>>>>>

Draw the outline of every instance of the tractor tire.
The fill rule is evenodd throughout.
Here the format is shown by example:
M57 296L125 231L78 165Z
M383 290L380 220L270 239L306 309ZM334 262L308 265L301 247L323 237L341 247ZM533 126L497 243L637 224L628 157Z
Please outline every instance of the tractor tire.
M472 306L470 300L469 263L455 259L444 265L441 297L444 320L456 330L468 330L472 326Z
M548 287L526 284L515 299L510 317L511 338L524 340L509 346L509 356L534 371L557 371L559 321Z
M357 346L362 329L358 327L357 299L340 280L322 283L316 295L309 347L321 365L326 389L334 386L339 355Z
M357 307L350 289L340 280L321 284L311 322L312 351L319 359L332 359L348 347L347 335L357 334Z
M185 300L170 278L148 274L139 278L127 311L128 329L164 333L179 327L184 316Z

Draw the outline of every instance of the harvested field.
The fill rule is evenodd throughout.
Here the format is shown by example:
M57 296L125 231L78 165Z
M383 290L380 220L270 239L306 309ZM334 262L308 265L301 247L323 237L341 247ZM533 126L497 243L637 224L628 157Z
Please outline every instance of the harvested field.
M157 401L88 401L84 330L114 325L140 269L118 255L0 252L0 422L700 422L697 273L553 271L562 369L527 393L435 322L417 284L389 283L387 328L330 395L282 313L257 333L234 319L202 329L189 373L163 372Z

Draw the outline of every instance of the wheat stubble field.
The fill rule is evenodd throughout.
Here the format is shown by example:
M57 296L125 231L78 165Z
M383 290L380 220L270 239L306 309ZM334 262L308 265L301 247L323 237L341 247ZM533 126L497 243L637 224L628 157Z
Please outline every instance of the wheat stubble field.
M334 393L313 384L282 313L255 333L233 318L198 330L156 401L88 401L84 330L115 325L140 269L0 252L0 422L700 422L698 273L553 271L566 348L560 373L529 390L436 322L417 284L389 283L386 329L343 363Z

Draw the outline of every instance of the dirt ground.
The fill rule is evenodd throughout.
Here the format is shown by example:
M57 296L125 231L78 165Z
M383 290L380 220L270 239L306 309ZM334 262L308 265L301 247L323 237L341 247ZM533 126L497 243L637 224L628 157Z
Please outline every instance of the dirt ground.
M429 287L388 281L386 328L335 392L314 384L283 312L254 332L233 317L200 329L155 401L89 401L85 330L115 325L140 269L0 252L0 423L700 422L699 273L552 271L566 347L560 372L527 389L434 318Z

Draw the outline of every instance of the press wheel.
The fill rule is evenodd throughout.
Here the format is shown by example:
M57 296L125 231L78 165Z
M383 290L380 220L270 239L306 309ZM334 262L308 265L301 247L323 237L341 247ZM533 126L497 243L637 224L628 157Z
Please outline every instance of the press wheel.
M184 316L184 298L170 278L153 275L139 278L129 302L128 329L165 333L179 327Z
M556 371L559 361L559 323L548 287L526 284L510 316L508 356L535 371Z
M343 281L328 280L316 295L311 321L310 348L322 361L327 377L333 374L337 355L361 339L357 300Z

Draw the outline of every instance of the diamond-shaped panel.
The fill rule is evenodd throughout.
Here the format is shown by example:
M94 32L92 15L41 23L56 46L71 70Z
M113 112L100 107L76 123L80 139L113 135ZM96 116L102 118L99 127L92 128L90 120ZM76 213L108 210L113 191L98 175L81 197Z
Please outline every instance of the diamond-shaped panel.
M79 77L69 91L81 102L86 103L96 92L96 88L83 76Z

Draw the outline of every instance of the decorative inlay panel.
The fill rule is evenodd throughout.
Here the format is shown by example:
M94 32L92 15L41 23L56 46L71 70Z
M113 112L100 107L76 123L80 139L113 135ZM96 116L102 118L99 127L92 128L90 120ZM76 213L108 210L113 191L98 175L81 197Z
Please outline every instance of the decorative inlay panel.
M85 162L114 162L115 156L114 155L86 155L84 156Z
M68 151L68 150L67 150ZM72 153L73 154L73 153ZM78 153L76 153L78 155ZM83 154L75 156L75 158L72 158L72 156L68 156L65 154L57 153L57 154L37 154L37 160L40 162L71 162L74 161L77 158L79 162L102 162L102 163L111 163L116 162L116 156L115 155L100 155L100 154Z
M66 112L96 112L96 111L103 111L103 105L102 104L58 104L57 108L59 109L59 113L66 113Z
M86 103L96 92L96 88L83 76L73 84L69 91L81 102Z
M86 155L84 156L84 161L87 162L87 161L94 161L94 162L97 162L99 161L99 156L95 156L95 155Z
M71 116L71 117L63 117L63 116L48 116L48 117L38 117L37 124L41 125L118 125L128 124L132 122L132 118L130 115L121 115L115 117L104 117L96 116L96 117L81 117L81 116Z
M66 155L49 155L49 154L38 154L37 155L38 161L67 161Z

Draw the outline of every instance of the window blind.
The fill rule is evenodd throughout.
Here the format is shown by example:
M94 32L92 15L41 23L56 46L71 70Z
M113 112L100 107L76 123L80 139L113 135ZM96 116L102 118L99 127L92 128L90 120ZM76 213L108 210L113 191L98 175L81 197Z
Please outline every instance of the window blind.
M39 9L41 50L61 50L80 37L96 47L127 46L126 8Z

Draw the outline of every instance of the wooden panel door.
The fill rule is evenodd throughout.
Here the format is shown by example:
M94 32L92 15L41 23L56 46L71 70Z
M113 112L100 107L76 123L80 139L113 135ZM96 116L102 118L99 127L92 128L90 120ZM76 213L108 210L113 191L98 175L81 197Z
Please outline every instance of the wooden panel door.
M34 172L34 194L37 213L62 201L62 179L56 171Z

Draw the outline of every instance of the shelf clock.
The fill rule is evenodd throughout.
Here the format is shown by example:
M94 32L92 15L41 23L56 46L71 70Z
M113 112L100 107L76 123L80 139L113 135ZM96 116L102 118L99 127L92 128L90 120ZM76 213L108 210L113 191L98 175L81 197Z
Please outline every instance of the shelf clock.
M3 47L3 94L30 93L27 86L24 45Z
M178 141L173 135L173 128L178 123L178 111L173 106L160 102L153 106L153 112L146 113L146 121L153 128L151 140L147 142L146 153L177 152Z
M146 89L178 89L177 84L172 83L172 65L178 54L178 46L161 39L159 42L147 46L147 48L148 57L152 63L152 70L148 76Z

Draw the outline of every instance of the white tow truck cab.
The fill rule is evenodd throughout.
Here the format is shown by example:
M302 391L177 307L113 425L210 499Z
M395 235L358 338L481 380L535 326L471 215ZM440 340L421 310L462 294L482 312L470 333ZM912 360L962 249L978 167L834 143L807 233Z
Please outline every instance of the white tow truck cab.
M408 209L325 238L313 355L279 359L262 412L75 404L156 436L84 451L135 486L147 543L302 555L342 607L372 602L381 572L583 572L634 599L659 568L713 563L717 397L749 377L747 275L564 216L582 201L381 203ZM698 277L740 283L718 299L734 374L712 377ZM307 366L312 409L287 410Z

<<<<<

- _About this task_:
Retype each record. Keep every character as it is.

- _Answer to the exercise_:
Draw the outline of every instance of the tractor tire.
The fill rule is evenodd throughout.
Here the format is shown by example:
M57 296L125 231L78 165Z
M383 290L380 220L270 239L306 309ZM334 262L308 265L301 247L323 237L341 247ZM533 126L497 243L637 224L628 157Z
Please outline every instance of the tractor tire.
M472 306L470 300L469 263L455 259L444 265L441 297L444 320L456 330L468 330L472 326Z
M548 287L526 284L515 299L510 317L511 338L524 340L509 346L509 356L534 371L557 371L559 321Z
M357 346L362 329L358 327L357 299L340 280L322 283L316 295L309 347L321 365L326 389L334 386L339 355Z
M357 307L350 289L340 280L321 284L311 322L312 351L319 359L332 359L348 347L347 335L357 334Z
M185 300L170 278L148 274L139 278L127 311L128 329L164 333L179 327L184 316Z

Draw the outline of every instance of the harvested field.
The fill rule is evenodd throughout.
Here the format is shown by example:
M57 296L125 231L78 165Z
M383 290L380 220L270 239L306 309ZM334 262L308 265L301 247L323 237L341 247ZM533 126L497 243L637 224L628 157Z
Please outline every instance of the harvested field.
M157 401L88 401L84 330L114 325L140 269L118 255L0 252L0 422L700 422L697 273L553 271L562 369L527 393L435 322L417 284L389 283L387 328L330 395L282 313L257 333L234 319L202 329L189 373L163 372Z

Draw the outline of every instance of the wheat stubble field.
The fill rule is evenodd throughout.
Here the format is shown by example:
M57 296L125 231L78 165Z
M383 290L380 220L270 239L306 309ZM334 262L308 265L301 247L323 237L341 247ZM533 126L497 243L637 224L628 157Z
Please outline every instance of the wheat stubble field.
M334 393L313 384L282 313L255 333L233 318L198 330L156 401L88 401L84 330L115 325L140 269L0 252L0 422L700 422L698 273L553 271L566 348L560 373L529 390L436 322L417 284L389 283L386 329L343 363Z

Draw the outline of every instance of the dirt ground.
The fill rule is evenodd throughout.
Here the format is shown by example:
M57 296L125 231L78 165Z
M383 290L380 220L270 239L306 309ZM334 262L308 265L301 247L323 237L341 247ZM533 126L497 243L637 224L628 157Z
Please outline every instance of the dirt ground.
M429 287L388 281L386 328L335 392L314 384L283 312L254 332L233 317L200 329L155 401L89 401L85 330L115 325L140 269L0 252L0 423L700 422L699 273L552 271L566 347L560 372L527 389L434 318Z

Draw the outline of every instance of the press wheel.
The fill rule is evenodd throughout.
Here the format is shown by example:
M57 296L125 231L78 165Z
M383 290L380 220L270 239L306 309ZM334 262L308 265L301 247L323 237L341 247ZM533 126L497 243L637 224L628 157Z
Please outline every instance of the press wheel.
M184 316L184 298L170 278L153 275L139 278L129 302L128 329L165 333L179 327Z
M556 371L559 361L559 323L548 287L526 284L510 316L508 356L535 371Z
M343 281L328 280L316 295L311 321L310 348L322 361L327 377L333 374L337 355L361 339L357 300Z

Draw the outline of every instance of the diamond-shaped panel.
The fill rule is evenodd throughout.
Here the format is shown by example:
M94 32L92 15L41 23L56 46L71 70Z
M113 112L100 107L76 123L80 139L113 135ZM96 116L102 118L99 127L92 128L90 120ZM76 213L108 210L113 191L98 175L81 197Z
Please outline every instance of the diamond-shaped panel.
M79 77L69 91L81 102L86 103L96 92L96 88L83 76Z

Draw the outline of every instance of the decorative inlay panel.
The fill rule is evenodd throughout.
Here the format is shown by example:
M94 32L92 15L41 23L56 46L71 70Z
M113 112L100 107L76 123L80 139L113 135ZM96 116L102 118L99 127L92 128L90 120ZM76 213L108 210L113 191L98 175L81 197Z
Please outline every instance of the decorative inlay panel.
M85 162L114 162L115 156L114 155L86 155L84 156Z
M68 151L68 150L67 150ZM72 153L73 154L73 153ZM78 153L76 153L78 155ZM83 154L75 156L75 158L72 158L72 156L68 156L65 154L57 153L57 154L37 154L37 160L40 162L71 162L74 161L77 158L79 162L102 162L102 163L111 163L116 162L116 156L115 155L100 155L100 154Z
M66 112L96 112L96 111L103 111L103 105L102 104L58 104L57 108L59 109L59 113L66 113Z
M86 103L96 92L96 88L83 76L73 84L69 91L81 102Z
M86 155L84 156L84 161L87 162L87 161L94 161L94 162L97 162L99 161L99 156L95 156L95 155Z
M71 116L71 117L63 117L63 116L48 116L48 117L38 117L37 124L41 125L118 125L128 124L132 122L132 118L130 115L121 115L115 117L104 117L96 116L96 117L81 117L81 116Z
M66 155L49 155L49 154L38 154L37 155L38 161L67 161Z

Draw the outline of every instance of the window blind.
The fill rule is evenodd throughout.
Here the format is shown by example:
M94 32L92 15L41 23L56 46L71 70Z
M113 112L100 107L76 123L80 139L113 135ZM96 116L102 118L99 127L92 128L90 120ZM76 213L108 210L113 191L98 175L81 197Z
Please outline every instance of the window blind.
M39 9L41 50L61 50L80 37L96 47L127 46L126 8Z

Draw the outline of every instance of the wooden panel door.
The fill rule is evenodd throughout.
Here the format is shown by example:
M94 32L92 15L41 23L56 46L71 70Z
M113 112L100 107L76 123L80 139L113 135ZM96 116L102 118L99 127L92 128L90 120ZM76 213L108 210L113 191L98 175L81 197Z
Please outline every instance of the wooden panel door.
M34 172L34 194L37 213L62 201L62 179L56 171Z

Draw the outline of every instance of the shelf clock.
The fill rule is evenodd throughout.
Here the format is shown by example:
M94 32L92 15L41 23L56 46L71 70Z
M113 112L100 107L76 123L80 139L113 135ZM96 116L102 118L99 127L92 128L90 120ZM76 213L108 210L113 191L98 175L81 197Z
Please outline every instance of the shelf clock.
M3 47L3 94L30 93L27 86L24 45Z
M178 141L173 135L173 128L178 123L178 111L173 106L160 102L153 106L153 112L146 113L146 121L153 128L151 140L147 142L146 153L177 152Z
M146 89L178 89L177 84L172 83L172 65L178 54L178 46L161 39L159 42L147 46L147 48L148 57L152 63L152 70L148 76Z

Draw the outline of every instance of the white tow truck cab.
The fill rule is evenodd throughout.
Here the format is shown by example:
M302 391L177 307L113 425L210 499Z
M395 235L358 338L481 380L535 326L471 215ZM440 340L421 310L462 294L482 312L470 333ZM912 360L962 249L978 167L834 143L807 233Z
Please outline every instance of the white tow truck cab.
M408 209L325 238L313 355L279 359L262 412L75 404L156 436L84 451L135 486L147 543L302 555L342 607L372 602L381 572L583 572L634 599L659 568L713 563L717 397L749 377L747 275L564 216L582 201L381 203ZM698 277L740 283L718 299L734 374L712 377ZM307 366L312 409L287 410Z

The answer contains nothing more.